▸ **Extracted records**
▶
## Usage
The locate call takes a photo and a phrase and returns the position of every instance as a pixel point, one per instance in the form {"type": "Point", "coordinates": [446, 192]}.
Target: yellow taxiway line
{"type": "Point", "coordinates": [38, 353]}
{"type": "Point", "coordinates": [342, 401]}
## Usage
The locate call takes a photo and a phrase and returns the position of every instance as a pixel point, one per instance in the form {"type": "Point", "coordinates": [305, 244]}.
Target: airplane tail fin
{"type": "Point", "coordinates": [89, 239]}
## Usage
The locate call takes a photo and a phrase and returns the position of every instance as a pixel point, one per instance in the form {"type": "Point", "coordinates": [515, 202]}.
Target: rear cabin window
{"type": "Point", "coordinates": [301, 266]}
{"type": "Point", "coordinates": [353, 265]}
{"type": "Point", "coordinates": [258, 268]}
◀
▸ **Problem to work on**
Each entry must appear again in the answer exactly as written.

▸ **Response area**
## Usage
The locate call takes a photo and a phrase and returns the position of every instance as a pixel point, one per instance in the form {"type": "Point", "coordinates": [446, 192]}.
Target: yellow taxiway line
{"type": "Point", "coordinates": [38, 353]}
{"type": "Point", "coordinates": [342, 401]}
## Usage
The locate call takes a photo and a phrase and returns the position of every instance as a pixel point, one per instance in the form {"type": "Point", "coordinates": [305, 244]}.
Target: airplane tail fin
{"type": "Point", "coordinates": [89, 239]}
## Usage
The locate call takes a photo and a phrase and returns the position of every instance as a pixel point, one per instance in the form {"type": "Point", "coordinates": [515, 202]}.
Target: rear cabin window
{"type": "Point", "coordinates": [301, 266]}
{"type": "Point", "coordinates": [353, 265]}
{"type": "Point", "coordinates": [258, 268]}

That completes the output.